**Goal 1:**
Answer these questions about the wedding tipping guide:
(a) What does the guide say tips are supposed to be?
(b) What percentage is typically built into price quotes for catering?
(c) Who is named as coauthor of Bridal Bargains?
**Goal 2:** Rewrite the wedding tipping guide from "Check Your Contracts" to "Questions ($15, amazon.com).", replacing "limos" with "flowers".
**Goal 3:** Carry on the wedding tipping guide past its last sentence.

**Passage shown:**
+ + + +

A Guide to Wedding Tipping
Tips are never obligatory―they are supposed to be expressions of appreciation for especially good service. That said, unless
the service was terrible, would you walk away from a restaurant table without leaving one? The same applies to weddings: It
is customary to show your gratitude by tipping many of the people involved in making yours a success. Here are a few guidelines
to help you navigate.
Check Your Contracts
“Many gratuities are built into the price quotes for major items like catering―typically 15 to 20 percent―or smaller things
like limos,” says Alan Fields, coauthor of Bridal Bargains ($15, amazon.com). Read carefully to avoid unnecessarily double-tipping. “If the gratuity is not included in the contract, you might consider
adding it in the contract so you don’t have to deal with it on the day,” suggests Anna Post, author of Do I Have to Wear White? Emily Post Answers America’s Top Wedding Questions ($15, amazon.com).

+ + + +

**Data provided:**

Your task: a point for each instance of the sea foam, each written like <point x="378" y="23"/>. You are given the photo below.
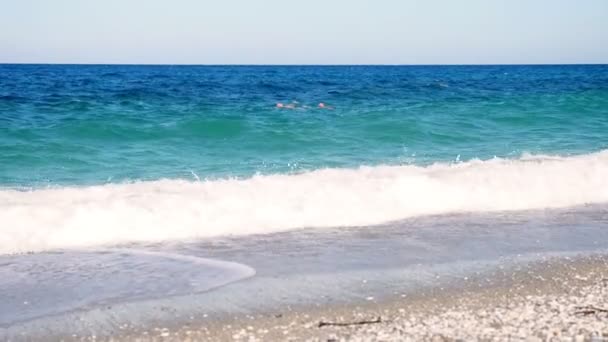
<point x="162" y="210"/>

+ + + +

**Output 1:**
(a) Expressions of appreciation for especially good service.
(b) 15 to 20 percent.
(c) Alan Fields.

**Output 2:**
Check Your Contracts
“Many gratuities are built into the price quotes for major items like catering―typically 15 to 20 percent―or smaller things
like flowers,” says Alan Fields, coauthor of Bridal Bargains ($15, amazon.com). Read carefully to avoid unnecessarily double-tipping. “If the gratuity is not included in the contract, you might consider
adding it in the contract so you don’t have to deal with it on the day,” suggests Anna Post, author of Do I Have to Wear White? Emily Post Answers America’s Top Wedding Questions ($15, amazon.com).

**Output 3:**
Don’t Tip the Owners
If your photographer owns the studio, there’s no need to tip him. The same goes for bands not booked through an agency and
the beauty-shop owner who does your hair.
Reward Extraordinary Efforts
Beyond the customary tips, when someone goes out of his way for you―the baker makes those last-minute tiny changes you requested
for the cake; the deejay digs up that old Caruso recording that will make your nonna misty-eyed―consider thanking them with
a gift certificate (“Not more than $50 or $100,” suggests Fields), a bottle of wine, or another tangible token. If you’ve
sat with your wedding planner hour after hour and she’s knocked herself out to pull it all off flawlessly, you might want
to add a personal thank-you note and small gift to her customary tip. If you’ve used her more sparingly, a nice personal gift
alone should suffice.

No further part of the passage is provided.